### ABOUT THIS EXERCISE
A word-for-word repetition of all the entries is needed.

### MATERIALS PROVIDED

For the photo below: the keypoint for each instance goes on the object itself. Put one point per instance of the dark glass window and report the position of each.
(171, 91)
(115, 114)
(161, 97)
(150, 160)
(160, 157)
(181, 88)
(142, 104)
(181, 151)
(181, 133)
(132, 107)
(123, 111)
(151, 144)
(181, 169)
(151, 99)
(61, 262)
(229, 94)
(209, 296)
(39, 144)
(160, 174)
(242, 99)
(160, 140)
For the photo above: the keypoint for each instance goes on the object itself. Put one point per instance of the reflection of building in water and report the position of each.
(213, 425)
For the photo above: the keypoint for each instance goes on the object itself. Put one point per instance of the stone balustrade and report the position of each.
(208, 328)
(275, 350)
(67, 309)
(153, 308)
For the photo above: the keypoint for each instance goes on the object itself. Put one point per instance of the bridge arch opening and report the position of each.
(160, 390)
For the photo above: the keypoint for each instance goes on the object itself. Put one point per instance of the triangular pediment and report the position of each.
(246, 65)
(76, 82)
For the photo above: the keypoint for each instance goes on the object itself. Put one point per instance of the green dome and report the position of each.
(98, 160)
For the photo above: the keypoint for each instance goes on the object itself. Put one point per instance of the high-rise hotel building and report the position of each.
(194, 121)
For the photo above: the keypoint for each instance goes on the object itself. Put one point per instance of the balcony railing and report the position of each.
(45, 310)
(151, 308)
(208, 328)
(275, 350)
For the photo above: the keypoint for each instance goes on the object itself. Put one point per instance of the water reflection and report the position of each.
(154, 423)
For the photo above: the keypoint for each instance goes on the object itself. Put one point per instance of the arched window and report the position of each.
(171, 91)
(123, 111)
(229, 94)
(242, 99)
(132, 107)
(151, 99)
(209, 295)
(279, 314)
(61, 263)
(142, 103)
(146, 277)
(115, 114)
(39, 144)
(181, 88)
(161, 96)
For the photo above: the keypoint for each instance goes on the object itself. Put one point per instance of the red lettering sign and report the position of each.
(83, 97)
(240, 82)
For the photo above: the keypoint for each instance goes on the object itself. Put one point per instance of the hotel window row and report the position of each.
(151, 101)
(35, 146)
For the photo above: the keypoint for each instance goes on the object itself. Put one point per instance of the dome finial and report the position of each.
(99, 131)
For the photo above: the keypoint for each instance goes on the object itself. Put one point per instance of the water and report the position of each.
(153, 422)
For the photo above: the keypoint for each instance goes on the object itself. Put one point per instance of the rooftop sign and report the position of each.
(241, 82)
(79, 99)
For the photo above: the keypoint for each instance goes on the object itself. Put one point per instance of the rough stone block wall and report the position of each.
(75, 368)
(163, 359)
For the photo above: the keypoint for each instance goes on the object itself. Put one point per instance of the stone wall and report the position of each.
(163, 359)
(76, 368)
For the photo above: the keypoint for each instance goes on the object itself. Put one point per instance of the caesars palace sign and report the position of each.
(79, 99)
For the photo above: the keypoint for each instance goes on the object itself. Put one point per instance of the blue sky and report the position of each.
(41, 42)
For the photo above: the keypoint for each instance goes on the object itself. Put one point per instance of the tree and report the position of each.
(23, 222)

### OUTPUT FOR THIS EXERCISE
For the photo below: the keypoint for each instance goes on the object itself. Put one point per instance of the dark glass window and report the position of each.
(171, 91)
(115, 114)
(161, 97)
(150, 160)
(160, 157)
(181, 88)
(142, 104)
(181, 151)
(181, 133)
(132, 107)
(123, 111)
(151, 144)
(181, 169)
(151, 99)
(61, 262)
(229, 94)
(209, 296)
(39, 144)
(160, 174)
(242, 99)
(160, 140)
For the photo above: the keypoint for each instance goes on the object itself. Put one point per instance of the reflection of building in water and report the position of each.
(213, 425)
For the photo above: the keypoint for each instance goes on the object itself. Put one point per instance of the stone balustrade and report the position of each.
(208, 328)
(275, 350)
(67, 309)
(153, 308)
For the photo above: the keypoint for each instance goes on the object itself. Put one point per instance of the bridge arch opening and report the position of each.
(160, 390)
For the photo above: the keypoint for each instance goes on the object itself. Put one point per instance of the triangular pediment and report the position of each.
(246, 65)
(76, 82)
For the photo above: the keypoint for each instance goes on the object itself. Put one point per instance of the green dome and report the position of each.
(98, 160)
For the photo above: the keypoint for each instance goes on the object itself. Put one point per instance of the high-rise hotel building and report the position of each.
(194, 121)
For the photo above: the keypoint for each instance goes on the object itself. Put one point per instance of the balcony railing and report the position of each.
(45, 310)
(151, 308)
(208, 328)
(275, 350)
For the photo above: the keypoint for each instance goes on the object itself. Put one point per instance of the water reflection and report the position of each.
(154, 423)
For the photo above: the keypoint for each instance goes on the object itself. Put one point per instance of the arched window and report the position of each.
(171, 91)
(123, 111)
(229, 94)
(242, 99)
(132, 107)
(151, 99)
(209, 295)
(279, 314)
(61, 263)
(142, 103)
(146, 277)
(115, 114)
(39, 144)
(181, 88)
(161, 96)
For the photo above: the keypoint for each instance goes on the object itself. Put one point per instance of the red lettering sign and report the position of each.
(83, 97)
(240, 82)
For the photo above: the keypoint for each instance goes on the object itself. Put one point per instance of the hotel window row and report the position of each.
(151, 101)
(35, 146)
For the photo above: the keypoint for each instance goes on the object itself. Put one point per instance of the dome finial and report the position of each.
(99, 131)
For the photo above: the keypoint for each instance goes on the object itself. Put one point per instance of the water and report the position of each.
(153, 422)
For the photo above: the keypoint for each instance goes on the object itself. Put one point per instance of the rooftop sign and report the position of each.
(241, 82)
(79, 99)
For the photo above: the keypoint for each instance goes on the object itself. Put one point per instance of the rough stone block wall and report the position of each.
(75, 368)
(163, 359)
For the photo above: the keypoint for each instance goes on the object itself. Put one point per instance of the stone wall and report the position of each.
(163, 359)
(76, 368)
For the photo above: the keypoint for each instance goes on the object itself. Put one point per instance of the caesars palace sign and report the position of each.
(79, 99)
For the photo above: the keypoint for each instance goes on the object itself. Put one point per instance of the blue sky and report the position of each.
(41, 42)
For the photo above: the keypoint for each instance goes on the object itself. Put one point per instance of the tree and report the position of each.
(23, 222)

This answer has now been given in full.